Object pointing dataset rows
* * * *
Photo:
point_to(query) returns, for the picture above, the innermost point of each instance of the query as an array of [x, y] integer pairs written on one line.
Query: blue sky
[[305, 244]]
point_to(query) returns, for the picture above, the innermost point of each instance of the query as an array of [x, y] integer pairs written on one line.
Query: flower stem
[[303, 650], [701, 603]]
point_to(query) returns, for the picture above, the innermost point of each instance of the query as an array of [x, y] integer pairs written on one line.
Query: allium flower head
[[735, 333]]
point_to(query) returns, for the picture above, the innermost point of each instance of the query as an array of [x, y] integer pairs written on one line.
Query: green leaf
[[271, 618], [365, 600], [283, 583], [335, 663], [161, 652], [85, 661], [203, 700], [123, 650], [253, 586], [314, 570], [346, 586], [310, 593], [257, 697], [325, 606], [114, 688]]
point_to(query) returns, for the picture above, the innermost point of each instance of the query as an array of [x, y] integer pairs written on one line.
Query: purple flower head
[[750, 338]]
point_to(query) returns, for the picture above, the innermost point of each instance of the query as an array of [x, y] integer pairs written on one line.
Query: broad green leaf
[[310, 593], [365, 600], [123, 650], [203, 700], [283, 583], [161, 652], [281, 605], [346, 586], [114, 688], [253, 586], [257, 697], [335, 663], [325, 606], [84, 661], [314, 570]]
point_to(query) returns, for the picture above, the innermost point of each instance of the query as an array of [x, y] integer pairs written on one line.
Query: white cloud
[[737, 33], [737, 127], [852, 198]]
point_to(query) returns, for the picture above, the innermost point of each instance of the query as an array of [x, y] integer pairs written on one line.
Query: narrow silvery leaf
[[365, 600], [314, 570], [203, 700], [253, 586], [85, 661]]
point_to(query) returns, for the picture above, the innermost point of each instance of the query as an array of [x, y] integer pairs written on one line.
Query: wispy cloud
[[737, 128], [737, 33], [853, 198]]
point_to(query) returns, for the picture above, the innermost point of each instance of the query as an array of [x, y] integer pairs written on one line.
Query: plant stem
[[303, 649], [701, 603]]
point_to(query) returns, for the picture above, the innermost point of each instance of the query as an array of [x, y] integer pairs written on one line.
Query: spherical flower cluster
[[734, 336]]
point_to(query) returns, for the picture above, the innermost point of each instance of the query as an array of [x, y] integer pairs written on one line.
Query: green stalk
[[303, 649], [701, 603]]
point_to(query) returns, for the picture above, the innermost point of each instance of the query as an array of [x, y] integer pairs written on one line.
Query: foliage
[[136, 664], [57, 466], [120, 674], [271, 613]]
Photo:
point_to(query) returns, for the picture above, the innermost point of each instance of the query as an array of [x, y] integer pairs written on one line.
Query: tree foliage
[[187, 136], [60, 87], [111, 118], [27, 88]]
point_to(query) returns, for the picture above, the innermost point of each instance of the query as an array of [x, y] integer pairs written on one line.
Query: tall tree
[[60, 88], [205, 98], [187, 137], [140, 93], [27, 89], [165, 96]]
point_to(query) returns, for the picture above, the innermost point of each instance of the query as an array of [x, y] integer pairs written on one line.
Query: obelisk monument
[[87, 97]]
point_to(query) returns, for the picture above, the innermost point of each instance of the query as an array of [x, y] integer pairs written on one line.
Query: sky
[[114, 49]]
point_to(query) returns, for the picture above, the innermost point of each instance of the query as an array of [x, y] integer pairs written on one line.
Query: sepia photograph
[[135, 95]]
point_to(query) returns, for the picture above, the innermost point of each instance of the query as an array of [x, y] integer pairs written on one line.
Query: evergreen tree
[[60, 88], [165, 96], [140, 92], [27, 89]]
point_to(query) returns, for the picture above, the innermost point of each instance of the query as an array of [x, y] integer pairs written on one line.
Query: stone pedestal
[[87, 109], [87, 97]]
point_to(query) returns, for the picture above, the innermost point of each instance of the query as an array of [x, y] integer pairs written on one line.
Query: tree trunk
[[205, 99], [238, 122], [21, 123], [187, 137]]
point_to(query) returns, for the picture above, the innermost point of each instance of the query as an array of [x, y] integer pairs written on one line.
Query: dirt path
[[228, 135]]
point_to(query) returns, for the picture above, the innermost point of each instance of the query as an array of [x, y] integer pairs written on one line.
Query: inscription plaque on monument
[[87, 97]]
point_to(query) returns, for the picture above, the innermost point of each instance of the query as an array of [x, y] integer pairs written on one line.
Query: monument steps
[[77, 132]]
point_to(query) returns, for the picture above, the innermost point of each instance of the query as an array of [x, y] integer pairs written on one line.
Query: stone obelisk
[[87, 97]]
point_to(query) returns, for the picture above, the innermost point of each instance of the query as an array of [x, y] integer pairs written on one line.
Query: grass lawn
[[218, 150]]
* * * *
**What the task requires**: Please restate the whole listing word for word.

**Solution for this exercise**:
Photo:
point_to(query) returns, for the picture above, the innermost point of each instance of the query as an array of [x, y] integer pairs written on one line.
Query: blue sky
[[305, 244]]
point_to(query) returns, for the picture above, the innermost point of each instance of the query as an array of [x, y] integer pairs written on one line.
Query: flower stem
[[303, 650], [701, 603]]
point_to(query) returns, for the picture above, the innermost point of each instance of the query as an array of [x, y] integer pairs written on one line.
Query: allium flower head
[[735, 333]]
point_to(query) returns, for the picture above, the innermost point of each instance of the query as an array of [x, y] integer pairs written on one line.
Query: green leaf
[[271, 618], [365, 600], [283, 583], [335, 663], [161, 652], [85, 661], [203, 700], [123, 650], [253, 586], [314, 570], [346, 586], [310, 593], [257, 697], [325, 606], [114, 688]]
point_to(query) returns, for the picture above, the innermost point of each instance of the query as an array of [x, y] integer pairs written on one line.
Query: purple flower head
[[750, 338]]
point_to(query) returns, for the picture above, the innermost point of each instance of the query as an array of [x, y] integer pairs written on one line.
Query: broad green leaf
[[310, 593], [365, 600], [123, 650], [203, 700], [283, 583], [161, 652], [281, 605], [346, 586], [114, 688], [253, 586], [257, 697], [335, 663], [325, 606], [84, 661], [314, 570]]
point_to(query) returns, for the picture above, the innermost point of each instance of the query as an array of [x, y] integer pairs written on one line.
Query: white cloud
[[737, 33], [737, 127], [852, 198]]
point_to(query) returns, for the picture above, the innermost point of each instance of the query as an array of [x, y] integer pairs written on one line.
Query: narrow silvery leaf
[[365, 600], [314, 570], [203, 700], [253, 586], [85, 661]]
point_to(query) returns, for the picture above, the innermost point of each instance of the query as an array of [x, y] integer pairs written on one line.
Query: wispy cloud
[[737, 128], [737, 33], [853, 198]]
point_to(query) returns, for the picture above, the innermost point of each instance of the query as an array of [x, y] integer pairs written on one line.
Query: plant stem
[[303, 649], [701, 603]]
point_to(query) returns, for the picture above, the innermost point of each instance of the query as an array of [x, y] integer pairs written on one line.
Query: spherical flower cluster
[[734, 336]]
point_to(query) returns, for the picture above, the innermost point of each instance of the query as an array of [x, y] integer pairs written on one line.
Query: green stalk
[[303, 649], [701, 603]]
point_to(query) returns, for the picture above, the innermost point of each instance of the query as an array of [x, y] integer pairs written on one line.
Query: foliage
[[136, 664], [57, 466], [120, 674], [271, 613]]
Photo:
point_to(query) returns, for the picture above, the innermost point of each instance of the query as an array of [x, y] integer pairs written on one line.
Query: tree foliage
[[187, 136], [60, 87], [111, 118], [27, 88]]
point_to(query) returns, for the picture above, the innermost point of each instance of the query as an array of [x, y] integer pairs written on one line.
Query: tall tree
[[60, 88], [205, 98], [187, 137], [140, 93], [27, 89], [165, 96]]
point_to(query) returns, for the picture above, the innermost point of each instance of the query as an array of [x, y] integer pairs written on one line.
Query: obelisk monument
[[87, 97]]
point_to(query) returns, for the picture above, the innermost point of each instance of the query as an array of [x, y] integer pairs written on one line.
Query: sky
[[114, 49]]
point_to(query) returns, for the picture above, the innermost point of each instance of the query as an array of [x, y] integer pairs written on one line.
Query: sepia photograph
[[135, 95]]
point_to(query) returns, for the picture above, the innermost point of each instance of the query as an array of [x, y] integer pairs written on one line.
Query: evergreen tree
[[60, 88], [165, 96], [140, 92], [27, 89]]
point_to(query) returns, for the picture above, the innermost point of each instance of the query as an array of [x, y] integer pairs written on one line.
Query: stone pedestal
[[87, 109], [87, 97]]
point_to(query) returns, for the picture above, the innermost point of each instance of the query as an array of [x, y] integer pairs written on one line.
Query: tree trunk
[[205, 99], [238, 122], [21, 123], [187, 137]]
point_to(query) returns, for the picture above, the innermost point of each instance of the query as an array of [x, y] integer pairs written on one line.
Query: dirt path
[[228, 135]]
point_to(query) returns, for the picture above, the innermost point of each instance of the query as an array of [x, y] integer pairs written on one line.
Query: inscription plaque on monument
[[87, 97]]
point_to(query) returns, for the picture above, the innermost point of each instance of the query as an array of [x, y] integer pairs written on one line.
Query: monument steps
[[77, 132]]
point_to(query) returns, for the picture above, the innermost point of each instance of the query as an array of [x, y] integer pairs written on one line.
Query: stone obelisk
[[87, 97]]
point_to(query) returns, for the picture above, the innermost point of each instance of the query as an array of [x, y] integer pairs written on one line.
Query: grass lawn
[[218, 150]]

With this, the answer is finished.